| Set problem |
Repeat the records below word for word, but start at the line that contains "query | spot the display", stop after the last line, and include nothing else.

| Material provided |
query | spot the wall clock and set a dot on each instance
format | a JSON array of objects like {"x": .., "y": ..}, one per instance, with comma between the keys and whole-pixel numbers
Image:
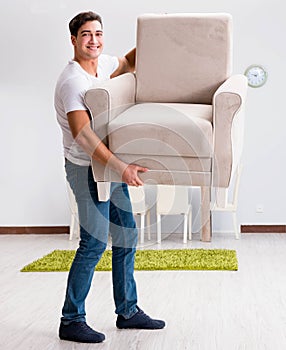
[{"x": 256, "y": 75}]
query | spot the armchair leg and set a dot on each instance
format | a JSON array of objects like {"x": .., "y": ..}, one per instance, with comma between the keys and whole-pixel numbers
[
  {"x": 185, "y": 237},
  {"x": 142, "y": 228},
  {"x": 205, "y": 214},
  {"x": 159, "y": 228}
]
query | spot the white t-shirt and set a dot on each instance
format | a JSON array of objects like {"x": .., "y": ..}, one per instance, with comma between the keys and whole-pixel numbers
[{"x": 69, "y": 96}]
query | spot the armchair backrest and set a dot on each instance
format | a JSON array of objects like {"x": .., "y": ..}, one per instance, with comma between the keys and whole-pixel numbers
[{"x": 182, "y": 57}]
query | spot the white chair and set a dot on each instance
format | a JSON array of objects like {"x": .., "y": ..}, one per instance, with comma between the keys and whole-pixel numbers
[
  {"x": 74, "y": 223},
  {"x": 174, "y": 200},
  {"x": 222, "y": 203},
  {"x": 139, "y": 207}
]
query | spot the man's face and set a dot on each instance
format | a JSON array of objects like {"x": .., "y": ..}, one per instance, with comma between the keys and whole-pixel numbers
[{"x": 89, "y": 40}]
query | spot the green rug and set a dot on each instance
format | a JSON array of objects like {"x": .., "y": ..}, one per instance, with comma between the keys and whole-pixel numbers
[{"x": 179, "y": 259}]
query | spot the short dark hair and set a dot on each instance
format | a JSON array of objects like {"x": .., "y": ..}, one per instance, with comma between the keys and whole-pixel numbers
[{"x": 81, "y": 19}]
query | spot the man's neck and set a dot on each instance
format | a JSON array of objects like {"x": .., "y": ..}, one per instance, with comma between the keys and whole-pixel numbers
[{"x": 90, "y": 66}]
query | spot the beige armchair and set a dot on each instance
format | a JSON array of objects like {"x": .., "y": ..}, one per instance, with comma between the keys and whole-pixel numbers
[{"x": 181, "y": 114}]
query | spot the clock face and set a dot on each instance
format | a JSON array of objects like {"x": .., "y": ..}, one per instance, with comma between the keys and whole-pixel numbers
[{"x": 256, "y": 75}]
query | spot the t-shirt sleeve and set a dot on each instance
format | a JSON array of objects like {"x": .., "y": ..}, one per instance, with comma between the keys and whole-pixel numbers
[{"x": 72, "y": 93}]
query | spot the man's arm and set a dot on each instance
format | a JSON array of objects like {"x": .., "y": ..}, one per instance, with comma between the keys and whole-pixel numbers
[
  {"x": 79, "y": 124},
  {"x": 126, "y": 64}
]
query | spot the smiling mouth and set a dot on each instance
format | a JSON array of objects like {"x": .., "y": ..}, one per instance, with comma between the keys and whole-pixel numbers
[{"x": 93, "y": 47}]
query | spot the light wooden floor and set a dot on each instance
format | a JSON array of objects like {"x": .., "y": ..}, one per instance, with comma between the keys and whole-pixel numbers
[{"x": 204, "y": 310}]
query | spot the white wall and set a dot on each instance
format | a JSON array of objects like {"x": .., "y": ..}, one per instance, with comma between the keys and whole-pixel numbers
[{"x": 34, "y": 49}]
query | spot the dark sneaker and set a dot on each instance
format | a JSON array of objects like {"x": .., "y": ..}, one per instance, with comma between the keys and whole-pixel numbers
[
  {"x": 80, "y": 332},
  {"x": 139, "y": 321}
]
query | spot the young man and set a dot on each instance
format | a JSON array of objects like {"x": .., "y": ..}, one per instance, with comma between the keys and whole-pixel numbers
[{"x": 97, "y": 218}]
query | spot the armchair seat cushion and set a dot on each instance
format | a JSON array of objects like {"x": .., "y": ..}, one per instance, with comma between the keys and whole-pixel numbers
[{"x": 163, "y": 129}]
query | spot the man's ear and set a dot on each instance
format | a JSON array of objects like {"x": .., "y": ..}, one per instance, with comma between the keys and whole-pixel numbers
[{"x": 73, "y": 40}]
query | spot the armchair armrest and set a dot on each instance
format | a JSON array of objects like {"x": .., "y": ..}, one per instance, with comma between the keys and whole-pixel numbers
[
  {"x": 228, "y": 124},
  {"x": 109, "y": 99}
]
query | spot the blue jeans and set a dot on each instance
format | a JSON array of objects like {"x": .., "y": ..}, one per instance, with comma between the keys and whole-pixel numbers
[{"x": 96, "y": 220}]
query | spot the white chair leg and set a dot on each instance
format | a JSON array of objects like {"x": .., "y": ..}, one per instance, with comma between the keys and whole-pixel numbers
[
  {"x": 159, "y": 238},
  {"x": 190, "y": 224},
  {"x": 185, "y": 228},
  {"x": 148, "y": 219},
  {"x": 236, "y": 229},
  {"x": 142, "y": 224}
]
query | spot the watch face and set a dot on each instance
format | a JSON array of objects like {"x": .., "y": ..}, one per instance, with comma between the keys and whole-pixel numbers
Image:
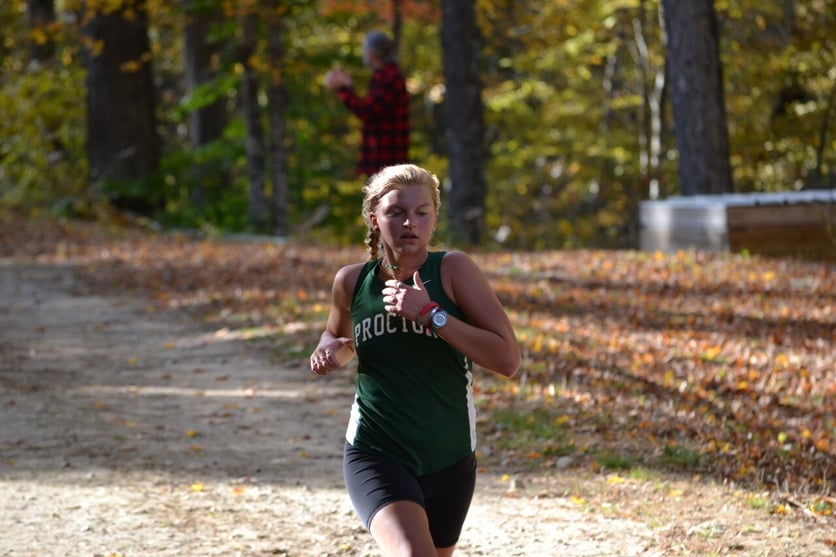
[{"x": 439, "y": 319}]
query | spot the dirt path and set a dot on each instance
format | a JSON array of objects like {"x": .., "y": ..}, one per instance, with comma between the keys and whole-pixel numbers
[{"x": 130, "y": 432}]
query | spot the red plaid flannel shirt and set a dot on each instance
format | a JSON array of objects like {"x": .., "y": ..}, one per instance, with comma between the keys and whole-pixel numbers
[{"x": 384, "y": 112}]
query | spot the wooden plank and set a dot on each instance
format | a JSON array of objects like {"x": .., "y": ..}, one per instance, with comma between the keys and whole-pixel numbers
[{"x": 801, "y": 230}]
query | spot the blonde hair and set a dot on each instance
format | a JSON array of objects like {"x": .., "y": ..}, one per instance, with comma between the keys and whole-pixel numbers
[{"x": 391, "y": 178}]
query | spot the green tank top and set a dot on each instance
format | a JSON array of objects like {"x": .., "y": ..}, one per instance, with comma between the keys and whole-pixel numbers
[{"x": 413, "y": 401}]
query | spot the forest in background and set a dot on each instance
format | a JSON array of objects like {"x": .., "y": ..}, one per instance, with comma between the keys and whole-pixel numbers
[{"x": 578, "y": 122}]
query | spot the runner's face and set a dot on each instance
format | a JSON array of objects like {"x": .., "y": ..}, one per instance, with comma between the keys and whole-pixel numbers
[{"x": 406, "y": 218}]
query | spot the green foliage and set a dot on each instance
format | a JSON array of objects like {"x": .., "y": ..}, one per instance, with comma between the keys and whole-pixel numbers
[
  {"x": 567, "y": 95},
  {"x": 42, "y": 161}
]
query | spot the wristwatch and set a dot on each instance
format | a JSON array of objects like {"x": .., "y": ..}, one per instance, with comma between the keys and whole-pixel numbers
[{"x": 438, "y": 318}]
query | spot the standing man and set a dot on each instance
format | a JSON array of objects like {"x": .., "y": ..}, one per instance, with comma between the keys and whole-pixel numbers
[{"x": 384, "y": 111}]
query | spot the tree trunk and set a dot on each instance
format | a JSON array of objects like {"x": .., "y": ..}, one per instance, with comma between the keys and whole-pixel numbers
[
  {"x": 41, "y": 15},
  {"x": 277, "y": 99},
  {"x": 464, "y": 112},
  {"x": 206, "y": 123},
  {"x": 259, "y": 210},
  {"x": 122, "y": 141},
  {"x": 696, "y": 84}
]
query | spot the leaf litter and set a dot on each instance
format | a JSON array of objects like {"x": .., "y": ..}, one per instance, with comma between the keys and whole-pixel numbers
[{"x": 651, "y": 381}]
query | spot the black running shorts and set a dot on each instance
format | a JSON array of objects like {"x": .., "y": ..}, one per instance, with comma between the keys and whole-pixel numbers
[{"x": 374, "y": 481}]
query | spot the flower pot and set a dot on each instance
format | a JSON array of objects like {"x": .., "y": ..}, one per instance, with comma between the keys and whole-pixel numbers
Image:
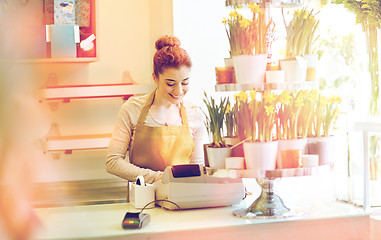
[
  {"x": 275, "y": 76},
  {"x": 290, "y": 144},
  {"x": 260, "y": 155},
  {"x": 295, "y": 70},
  {"x": 217, "y": 156},
  {"x": 311, "y": 61},
  {"x": 228, "y": 62},
  {"x": 322, "y": 146},
  {"x": 231, "y": 141},
  {"x": 225, "y": 75},
  {"x": 250, "y": 68}
]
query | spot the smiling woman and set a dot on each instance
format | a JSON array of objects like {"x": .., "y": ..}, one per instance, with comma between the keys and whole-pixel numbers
[{"x": 159, "y": 129}]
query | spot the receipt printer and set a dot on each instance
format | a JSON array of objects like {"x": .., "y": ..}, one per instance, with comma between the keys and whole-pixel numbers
[{"x": 190, "y": 187}]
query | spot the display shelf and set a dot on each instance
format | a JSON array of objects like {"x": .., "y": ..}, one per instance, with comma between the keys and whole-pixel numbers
[
  {"x": 267, "y": 86},
  {"x": 66, "y": 93},
  {"x": 77, "y": 142},
  {"x": 269, "y": 204},
  {"x": 270, "y": 174},
  {"x": 367, "y": 127},
  {"x": 61, "y": 60}
]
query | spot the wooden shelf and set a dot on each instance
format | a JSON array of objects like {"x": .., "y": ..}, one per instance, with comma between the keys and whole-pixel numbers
[
  {"x": 267, "y": 86},
  {"x": 77, "y": 142},
  {"x": 61, "y": 60},
  {"x": 66, "y": 93}
]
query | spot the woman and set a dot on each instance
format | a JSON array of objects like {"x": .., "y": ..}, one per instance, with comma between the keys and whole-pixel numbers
[{"x": 159, "y": 129}]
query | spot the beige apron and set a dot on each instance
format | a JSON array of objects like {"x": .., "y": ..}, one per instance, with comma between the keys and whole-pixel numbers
[{"x": 158, "y": 147}]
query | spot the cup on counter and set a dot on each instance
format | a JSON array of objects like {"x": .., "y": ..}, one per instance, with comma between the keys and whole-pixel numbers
[
  {"x": 310, "y": 160},
  {"x": 291, "y": 158},
  {"x": 234, "y": 163},
  {"x": 141, "y": 194}
]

| Solution for this problem |
query | spot the display shelf and set a dot on each instance
format | a JSON array of objects like {"x": .., "y": ..}, one per instance, with comma between the keys and whole-pixel numbers
[
  {"x": 267, "y": 86},
  {"x": 66, "y": 93},
  {"x": 77, "y": 142},
  {"x": 269, "y": 204},
  {"x": 270, "y": 174},
  {"x": 367, "y": 127},
  {"x": 61, "y": 60}
]
query | spot the wooden shelf and set a dot on each instance
format | a JSON array of objects like {"x": .., "y": ..}, one per instance, with comma between the keys and whole-pixel numbers
[
  {"x": 267, "y": 86},
  {"x": 77, "y": 142},
  {"x": 61, "y": 60},
  {"x": 66, "y": 93}
]
query | spot the woman and set a dot on each instance
format | a JSON array of objects like {"x": .., "y": ..}, one per instance, with comma between the keys and whole-pixel numbers
[{"x": 159, "y": 129}]
query | spot the beige apron and set a dot on each instance
format | a JSON array of objects like {"x": .., "y": ..}, one per instance, with comma between the keys and whole-pixel numbers
[{"x": 158, "y": 147}]
query | spot the cup on counter and set a dot on each instance
format | a JSON array of objects like {"x": .., "y": ..}, one per instance, with comma between the keys and whole-pixel numbers
[
  {"x": 310, "y": 160},
  {"x": 291, "y": 158},
  {"x": 234, "y": 163},
  {"x": 141, "y": 194}
]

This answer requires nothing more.